ASSIGNMENT: All of the entries need to be repeated exactly. Leave nothing out.

[DATA PROVIDED]

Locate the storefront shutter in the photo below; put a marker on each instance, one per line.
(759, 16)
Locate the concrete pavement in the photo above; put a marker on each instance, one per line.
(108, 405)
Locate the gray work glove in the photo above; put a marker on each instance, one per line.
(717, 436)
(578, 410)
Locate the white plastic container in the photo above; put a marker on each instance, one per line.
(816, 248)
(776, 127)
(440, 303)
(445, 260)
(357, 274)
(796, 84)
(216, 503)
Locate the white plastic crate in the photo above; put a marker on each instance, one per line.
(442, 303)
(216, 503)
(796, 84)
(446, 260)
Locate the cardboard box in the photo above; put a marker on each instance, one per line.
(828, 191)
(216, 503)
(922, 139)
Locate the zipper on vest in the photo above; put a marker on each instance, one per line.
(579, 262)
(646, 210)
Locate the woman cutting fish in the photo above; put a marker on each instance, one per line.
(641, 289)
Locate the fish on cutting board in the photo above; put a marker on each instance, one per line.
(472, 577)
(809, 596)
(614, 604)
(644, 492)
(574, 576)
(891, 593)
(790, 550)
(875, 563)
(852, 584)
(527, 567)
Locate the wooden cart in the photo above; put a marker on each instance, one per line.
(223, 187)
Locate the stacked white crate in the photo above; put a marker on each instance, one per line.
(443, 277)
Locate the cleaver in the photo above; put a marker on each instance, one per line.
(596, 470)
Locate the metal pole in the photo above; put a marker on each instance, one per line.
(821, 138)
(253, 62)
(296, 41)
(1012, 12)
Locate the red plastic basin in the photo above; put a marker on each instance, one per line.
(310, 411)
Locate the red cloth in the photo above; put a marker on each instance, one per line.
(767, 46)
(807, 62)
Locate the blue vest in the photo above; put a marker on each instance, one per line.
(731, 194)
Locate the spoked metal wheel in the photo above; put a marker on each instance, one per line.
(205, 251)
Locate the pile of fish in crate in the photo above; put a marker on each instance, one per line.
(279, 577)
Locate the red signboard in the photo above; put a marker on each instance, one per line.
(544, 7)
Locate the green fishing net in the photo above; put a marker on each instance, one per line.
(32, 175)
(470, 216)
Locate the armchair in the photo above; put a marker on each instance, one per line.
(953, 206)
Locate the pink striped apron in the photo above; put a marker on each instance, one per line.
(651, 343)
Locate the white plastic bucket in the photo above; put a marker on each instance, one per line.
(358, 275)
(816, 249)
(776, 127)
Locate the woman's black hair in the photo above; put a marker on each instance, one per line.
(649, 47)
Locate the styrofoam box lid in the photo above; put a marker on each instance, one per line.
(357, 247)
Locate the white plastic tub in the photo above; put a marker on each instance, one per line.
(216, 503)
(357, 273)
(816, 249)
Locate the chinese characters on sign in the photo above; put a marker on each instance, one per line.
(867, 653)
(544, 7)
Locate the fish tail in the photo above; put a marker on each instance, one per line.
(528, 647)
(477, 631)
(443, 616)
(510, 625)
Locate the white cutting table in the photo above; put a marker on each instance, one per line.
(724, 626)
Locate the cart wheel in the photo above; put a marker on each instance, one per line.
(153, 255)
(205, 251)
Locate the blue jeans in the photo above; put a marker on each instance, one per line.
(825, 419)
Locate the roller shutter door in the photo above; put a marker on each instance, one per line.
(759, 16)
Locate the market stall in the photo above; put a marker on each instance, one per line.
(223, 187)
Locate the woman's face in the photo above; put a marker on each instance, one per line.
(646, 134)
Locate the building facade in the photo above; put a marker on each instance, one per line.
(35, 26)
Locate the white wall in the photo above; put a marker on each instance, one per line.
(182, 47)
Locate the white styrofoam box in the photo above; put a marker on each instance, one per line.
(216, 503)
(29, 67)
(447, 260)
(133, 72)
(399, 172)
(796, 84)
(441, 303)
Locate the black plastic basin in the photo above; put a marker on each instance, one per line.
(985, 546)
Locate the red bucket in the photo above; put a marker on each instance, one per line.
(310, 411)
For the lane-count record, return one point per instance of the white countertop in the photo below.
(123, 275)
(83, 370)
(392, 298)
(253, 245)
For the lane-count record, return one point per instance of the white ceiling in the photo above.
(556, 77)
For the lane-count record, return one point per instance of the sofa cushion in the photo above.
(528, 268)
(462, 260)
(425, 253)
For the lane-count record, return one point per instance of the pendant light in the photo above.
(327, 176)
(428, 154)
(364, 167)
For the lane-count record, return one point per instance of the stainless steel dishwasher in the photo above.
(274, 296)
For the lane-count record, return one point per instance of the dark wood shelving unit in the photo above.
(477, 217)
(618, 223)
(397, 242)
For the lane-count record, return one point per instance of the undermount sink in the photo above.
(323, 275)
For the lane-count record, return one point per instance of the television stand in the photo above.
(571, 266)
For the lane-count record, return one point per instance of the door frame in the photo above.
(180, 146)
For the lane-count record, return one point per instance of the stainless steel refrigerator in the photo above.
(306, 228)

[/DATA PROVIDED]

OUTPUT OF THE EXERCISE:
Locate the storefront shutter in the photo below; put a marker on each instance, one per line.
(759, 16)
Locate the concrete pavement in the photo above; put a marker on each instance, one per line.
(108, 405)
Locate the gray work glove in the photo above; put a marker on each instance, one per line.
(717, 436)
(578, 410)
Locate the white plastic container in the photo above; put a marker on each instance, one per line.
(816, 248)
(776, 127)
(440, 303)
(445, 260)
(357, 274)
(796, 84)
(216, 503)
Locate the white plastic crate in the photo above; put a marker on each instance, one per line.
(442, 303)
(216, 503)
(796, 84)
(446, 260)
Locate the cardboard box in the photo above; put a marker on each instance, one per line.
(828, 191)
(216, 503)
(922, 139)
Locate the zipper on vest in the photo above; put a marker on each instance, one per line.
(579, 262)
(646, 210)
Locate the woman cutting fish in the photo above; put a marker on each instance, one per line.
(641, 289)
Locate the fish on cutting board in the photo above; put a marker on each instance, one per line.
(472, 577)
(809, 596)
(614, 604)
(644, 492)
(574, 576)
(891, 593)
(790, 550)
(875, 563)
(852, 584)
(527, 567)
Locate the wooden cart in the photo above; put a marker on each instance, one per line.
(223, 187)
Locate the stacked white crate in the photo above; put a marker on each instance, one per line.
(443, 277)
Locate the cleaver in the photo above; put a marker on each instance, one per line.
(596, 470)
Locate the metal pole in the photo above; put a marker on each instance, one per line.
(821, 138)
(253, 62)
(296, 41)
(1012, 12)
Locate the red plastic basin in the photo above; put a marker on each instance, one per line.
(310, 411)
Locate the red cloth in the photo above; put a marker on each instance, one per line.
(767, 46)
(807, 62)
Locate the blue vest in the photo above; put a marker on each instance, one per line.
(731, 194)
Locate the spoked metal wheel in the photo above; put a marker on each instance, one per line.
(205, 251)
Locate the pile of fish in crate in the photo above; put a marker on each instance, one per line.
(279, 577)
Locate the red signboard in the photo above; put a marker on each instance, one per line.
(544, 7)
Locate the green fishing net in the photo above; put a marker on each instance, one per line.
(32, 175)
(470, 216)
Locate the armchair in the photo above; put a marker on each instance, one per line.
(953, 206)
Locate the pink striped apron in the photo above; put a marker on each instance, one per line.
(651, 343)
Locate the white plastic bucket in the photo above; put a marker on each instance, one per line.
(358, 275)
(816, 249)
(776, 127)
Locate the woman's black hair in the photo above; put a marker on each instance, one per line.
(649, 47)
Locate the styrofoam box lid in the photo above; put a marker on each instance, one per line.
(357, 247)
Locate the white plastic tub in the photo above; put a marker on each instance, one per line.
(216, 503)
(357, 273)
(816, 249)
Locate the chinese characters on sign in the photo above; put a marker on each instance, one per line.
(867, 653)
(544, 7)
Locate the fish tail in the photo above; put a marker on each instance, one per line.
(528, 647)
(477, 631)
(443, 616)
(510, 625)
Locate the white cutting table in the photo above; put a marker on each instance, one per line.
(724, 626)
Locate the cart wheel in the photo above; put a marker on each instance, one per line.
(153, 255)
(205, 251)
Locate the blue jeans in the photo above; put a marker on each instance, one per line.
(825, 419)
Locate the roller shutter door in the photo above; put a marker on each instance, one per line.
(759, 16)
Locate the market stall in the photo above; put a marker on each instance, one per line.
(223, 187)
Locate the woman's face in the photo above; put a marker on each instance, one per line.
(646, 134)
Locate the building facade in the photo above; put a marker on each instance, one per line.
(35, 26)
Locate the white wall in the photo above; put a marker on each instance, one per line.
(182, 47)
Locate the white styrofoam box in the photo above; put a marker on each instance, one per line.
(216, 503)
(29, 67)
(447, 260)
(133, 72)
(399, 172)
(796, 84)
(441, 303)
Locate the black plastic basin in the photo above; put a marker on each instance, one per line.
(985, 546)
Locate the red bucket in the photo above; put a marker on each instance, one per line.
(310, 411)
For the lane-count record, return one point per instance of the white countertop in the photo below.
(123, 275)
(83, 370)
(392, 298)
(253, 245)
For the lane-count record, return one point per instance of the white ceiling in the photo above.
(556, 77)
For the lane-count record, return one point per instance of the sofa cushion in the photo above.
(528, 268)
(462, 260)
(425, 253)
For the lane-count record, return one point per instance of the pendant light in the photo above.
(327, 176)
(428, 154)
(364, 167)
For the lane-count record, return one point per instance of the stainless steel dishwasher in the photo above.
(274, 296)
For the lane-count record, return one point per instance of the dark wood shelving unit in the photo above.
(477, 217)
(618, 223)
(397, 242)
For the lane-count record, return one point per instance of the undermount sink in the photo above.
(323, 275)
For the lane-count record, return one point per instance of the television stand in the photo above.
(571, 266)
For the lane-count record, return one point per instance of the door frame in the photo above.
(180, 146)
For the lane-count record, return one point per instance of the stainless steel refrigerator in the photo above.
(306, 228)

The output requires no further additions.